Ежемесячный журнал путешествий по Уралу, приключений, истории, краеведения и научной фантастики. Издается с 1935 года.

Если бы довелось выбирать символы из того, что более всего поразило и запомнилось в Кабардино-Балкарии, то прежде всего в моем воображении появился бы всадник на стремительном коне. Именно таким представляло горца многие годы старшее поколение.
Может, это еще лермонтовские строки запали в память: «Золото купит четыре жены, конь же лихой не имеет цены…» А может, из знакомства с историей этого края. Ведь в ней, истории, конь занимал он какое почетное место! На нем пахали, на нем воевали, на нем пленяли, пленили и увозили невест.
Более четырехсот лет назад Кабарда добровольно вошла в состав России. В ответ негодовавшим турецким эмиссарам известный кабардинский общественный деятель Казаноко Джабаги сказал:
«Я ездил по аулам и спрашивал всех встречных: и старцев, которые уже не в силах накинуть на плечи бурку, и юнцов, гарцующих на палке… и таких, которые могут на всем скаку одним выстрелом подкову с коня сбить,— и все они дали мне один ответ: «Зачем нам желать дальнего родственника, когда у нас рядом добрый и сильный старший брат».
И ныне в центре Нальчика перед фасадом музыкального театра на мраморном пьедестале величественный монумент. Стройная кабардинка с длинными косами в вышитом платье, будто торжествуя, вскинула вверх руку со свитком. «Навеки с Россией» — так называется этот монумент. Сооружен он в 1957 году в ознаменование 400-летия добровольного присоединения Кабарды к России. Барельефы на нем показывают всю эволюцию отношений: встречи русских воинов с горцами, вначале с недоверием, а затем — братские. Вокруг памятника — множество роз, тут же — фонтан. Это одно из любимых мест нальчан.
Вторым символом Кабаодино-Балкарии я выбрал бы седовласый двуглавый Эльбрус.
Помните эпизод в кинокартине «Дети капитана Гранта», когда огромная птица кондор унесла мальчика Роберта? Стоящий на высоченной горе патагонец Талькав-громовержец выстрелил в птицу, и она приземлилась с мальчиком на скале на другой стороне ущелья.
Так вот, этот эпизод снимался здесь, в Кабардино-Балкарии, точнее — в Чегемском ущелье. Снималась здесь не только эта картина. Кинематографистов влечет величественная природа Кавказа.
Самое красивое место Кабардино-Балкарии — это, конечно, Приэльбрусье. И не только республики, может, и не только нашей страны, но и всего мира. Так, по крайней мере, считают бывалые альпинисты и туристы, объехавшие весь белый свет. Об этом же говорят отзывы людей, которым можно верить без оглядки.

→ ЗАДАНИЕ
Перепишите дословно часть очерка о Кабардино-Балкарии от слов «Вторым символом Кабаодино-Балкарии» до слов «верить без оглядки.» включительно. Эти записи взяты из другого источника.

[Фрагменты данных разметки местоположений]
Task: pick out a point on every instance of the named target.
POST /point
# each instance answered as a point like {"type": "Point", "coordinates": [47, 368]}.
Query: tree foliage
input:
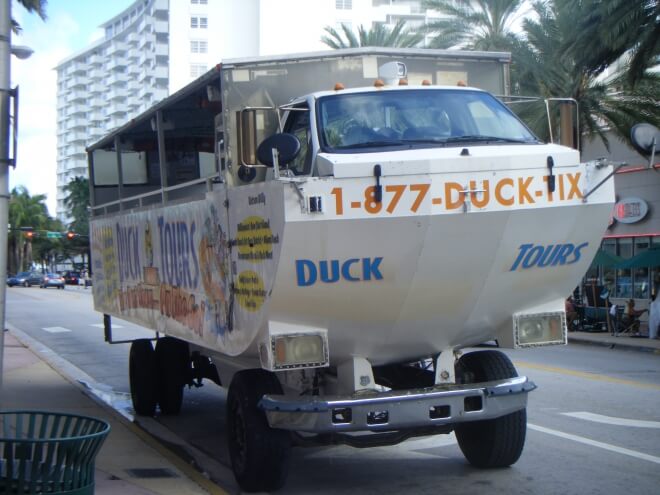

→ ОТВЕТ К ЗАДАНИЮ
Вторым символом Кабаодино-Балкарии я выбрал бы седовласый двуглавый Эльбрус.
Помните эпизод в кинокартине «Дети капитана Гранта», когда огромная птица кондор унесла мальчика Роберта? Стоящий на высоченной горе патагонец Талькав-громовержец выстрелил в птицу, и она приземлилась с мальчиком на скале на другой стороне ущелья.
Так вот, этот эпизод снимался здесь, в Кабардино-Балкарии, точнее — в Чегемском ущелье. Снималась здесь не только эта картина. Кинематографистов влечет величественная природа Кавказа.
Самое красивое место Кабардино-Балкарии — это, конечно, Приэльбрусье. И не только республики, может, и не только нашей страны, но и всего мира. Так, по крайней мере, считают бывалые альпинисты и туристы, объехавшие весь белый свет. Об этом же говорят отзывы людей, которым можно верить без оглядки.